Hot sun beat down on the back of my neck, and a mosquito pricked at my elbow. Still, I held my breath and clicked the camera’s shutter-release button twice more before straightening up out of my crouch and swatting the mosquito. The tiny wasp I’d been trying to catch in the act of nectaring zoomed off. This time of year, the pollinator gardens at the Cable Natural History Museum are simply buzzing with life.
Several times each day I’ve found excuses to wander outside and check on our bee cabinet and the drama unfolding with flower-eating caterpillars and caterpillar-eating wasps. We’ve had a steady stream of families going to and from our new Curiosity Center, so I can usually justify my visit to the pollinator garden by showing moms, dads, and 8-year-olds the gruesome tale of wasp larvae eating comatose caterpillars.
Once the families move on, though, I go right back to scanning the gardens for anything interesting. Dragonflies often hover above the grass, and a particularly brave one once perched calmly on the tip of a caterpillar-eaten figwort plant while I played paparazzi. It’s yellow and orange body was contrasted by beautiful burgundy wing spots, and bright white pterostigmata. These little rectangular patches of thicker, heavier, cells at the leading edge of each dragonfly wing help to prevent the wings from vibrating at high speeds. I love seeing a pterostigma just so that I can say the word to myself. The silent P is my favorite part. Ptero- relates to wings, and a stigma is a mark or spot. But saying “wing spot” just isn’t the same.
A monarch butterfly caught my attention, too, and as I followed it around to the patch of yellow coreopsis flowers, a new butterfly caught my eye. With wings of yellow shading to orange, overlaid with a striking pattern of black lines and spots, I couldn’t help but snap a few photos of it, too.
While leaning over some false sunflowers to see the butterfly, a break in the pattern caught my eye. How odd! Three inches of a flower stem, just under the blossom, were lined with tiny critters. Their oval bodies were red-orange, and their wiry black legs stuck out at odd angles. As I looked more closely, I guessed that they were aphids, since each one had a straight, black mouthpart inserted into the plant stem. I snapped a few photos of those, too, using my macro setting to capture the detail.
Once back at my desk, I alternated between responding to emails and uploading the photos. Feeling too rushed to flip through the selection of field guides on my shelves, I opted for a different route. I logged into my iNaturalist account, and uploaded the best photo of each critter.
The description on their website summarizes that, “iNaturalist is an online social network of people sharing biodiversity information to help each other learn about nature.” They have an app as well as the website, and both can be used to upload photos of living things. The photos get geotagged, identified, and become observations. Then an extensive network of naturalists, citizen scientists, and biologists can check your identification, add their own ideas, and use everyone’s data to do research.
··········
- Your goal
Carry on the account of the museum's pollinator gardens, picking up right after its final sentence. The entries after this point come from a separate source.
··········
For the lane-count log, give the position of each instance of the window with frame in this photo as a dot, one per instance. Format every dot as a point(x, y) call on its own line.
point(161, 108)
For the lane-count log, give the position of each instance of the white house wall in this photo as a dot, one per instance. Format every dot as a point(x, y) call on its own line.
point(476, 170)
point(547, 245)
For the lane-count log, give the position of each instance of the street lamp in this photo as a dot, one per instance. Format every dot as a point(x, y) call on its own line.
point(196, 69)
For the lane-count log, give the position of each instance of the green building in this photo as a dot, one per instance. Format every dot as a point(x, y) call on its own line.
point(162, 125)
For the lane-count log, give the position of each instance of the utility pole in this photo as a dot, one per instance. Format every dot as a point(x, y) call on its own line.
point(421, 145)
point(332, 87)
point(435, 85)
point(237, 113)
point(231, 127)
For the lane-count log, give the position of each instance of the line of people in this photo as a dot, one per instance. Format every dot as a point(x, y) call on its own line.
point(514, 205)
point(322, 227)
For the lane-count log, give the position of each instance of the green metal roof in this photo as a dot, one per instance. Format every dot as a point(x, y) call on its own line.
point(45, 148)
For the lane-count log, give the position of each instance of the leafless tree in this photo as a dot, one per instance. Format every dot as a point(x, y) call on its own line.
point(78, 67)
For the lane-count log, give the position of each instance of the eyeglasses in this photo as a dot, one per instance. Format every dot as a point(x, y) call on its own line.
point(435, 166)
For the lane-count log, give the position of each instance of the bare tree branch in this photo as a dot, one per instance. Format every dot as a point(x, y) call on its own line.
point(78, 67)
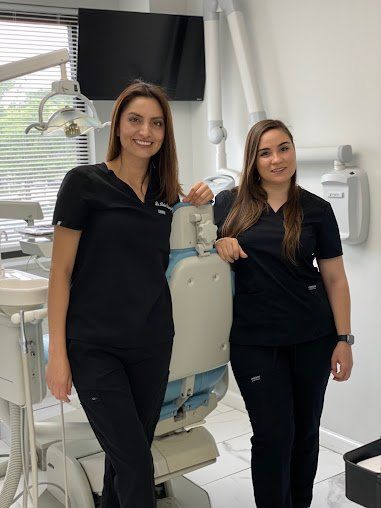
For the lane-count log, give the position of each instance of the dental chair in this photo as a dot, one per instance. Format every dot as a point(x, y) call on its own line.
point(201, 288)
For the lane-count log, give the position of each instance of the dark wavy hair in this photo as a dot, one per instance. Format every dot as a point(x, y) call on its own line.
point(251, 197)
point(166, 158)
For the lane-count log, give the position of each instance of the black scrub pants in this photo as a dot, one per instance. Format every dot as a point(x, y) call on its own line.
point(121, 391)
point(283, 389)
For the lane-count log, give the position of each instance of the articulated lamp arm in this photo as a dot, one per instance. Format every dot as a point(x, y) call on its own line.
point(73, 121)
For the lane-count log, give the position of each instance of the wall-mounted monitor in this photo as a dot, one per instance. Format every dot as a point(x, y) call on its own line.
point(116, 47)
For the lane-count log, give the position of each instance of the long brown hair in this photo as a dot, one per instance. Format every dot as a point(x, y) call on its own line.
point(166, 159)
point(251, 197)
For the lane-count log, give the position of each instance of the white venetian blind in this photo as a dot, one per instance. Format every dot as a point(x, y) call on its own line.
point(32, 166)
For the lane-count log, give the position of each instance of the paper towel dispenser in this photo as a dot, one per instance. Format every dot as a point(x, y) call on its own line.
··········
- Written response
With more than 23,486,900 observations around the world, iNaturalist has seen a lot of living things. That allowed the developers to create an automated species identification tool. It combs that database for things that are both visually similar to your photo and have been seen nearby by other observers. What that means for amateurs like me, is that when I clicked in the “species name” box under my photo, a list of suggested identifications came up. “We’re pretty sure it’s in this genus: Small Pennants, Celithemis,” was the helpful comment, and below that, “Here are our top species suggestions:” Within seconds, I was pretty sure that I’d photographed a calico pennant dragonfly.
After identifying my purple-lined sallow moth caterpillars, dark paper wasp, Aphrodite fritillary butterfly, aphids in the genus Uroleucon, and several more, a Facebook message pinged. My childhood friend in Omaha sent photos of fuzzy caterpillars on milkweed for identification. I uploaded that photo, too, and iNaturalist gave me the tentative ID of “tussock moth caterpillars.” After she posted 10 more photos of insects in her pollinator garden, I clued her into the iNaturalist trick, too.
Then an automated email from iNaturalist notified me that my calico pennant observation had been added to a project called “Odonata — parasitism.” Looking closer at my photo, I saw several clusters of dark bumps under the dragonfly’s body. A quick Google search informed me larval water mites often attach to a dragonfly for a meal and ride – not unlike ticks on humans. I’d never have noticed those mites without the extra eyes of iNaturalist participants.
This summer I’ve had a number of people comment about how much I know, or should know about nature. Naturalists are generalists, though. I can tell you a little bit about just about everything, but there are a whole lot of details that I can’t even begin to remember. One of the most valuable skills of a naturalist is knowing how to use the resources available to answer questions. Sometimes that means paging through a guidebook or asking an expert, and sometime that means submitting a photo to a computer algorithm. The fun part is that iNaturalist is available to anyone at any time. Want to join in the fun? Now’s the perfect time – summer is just buzzing with life!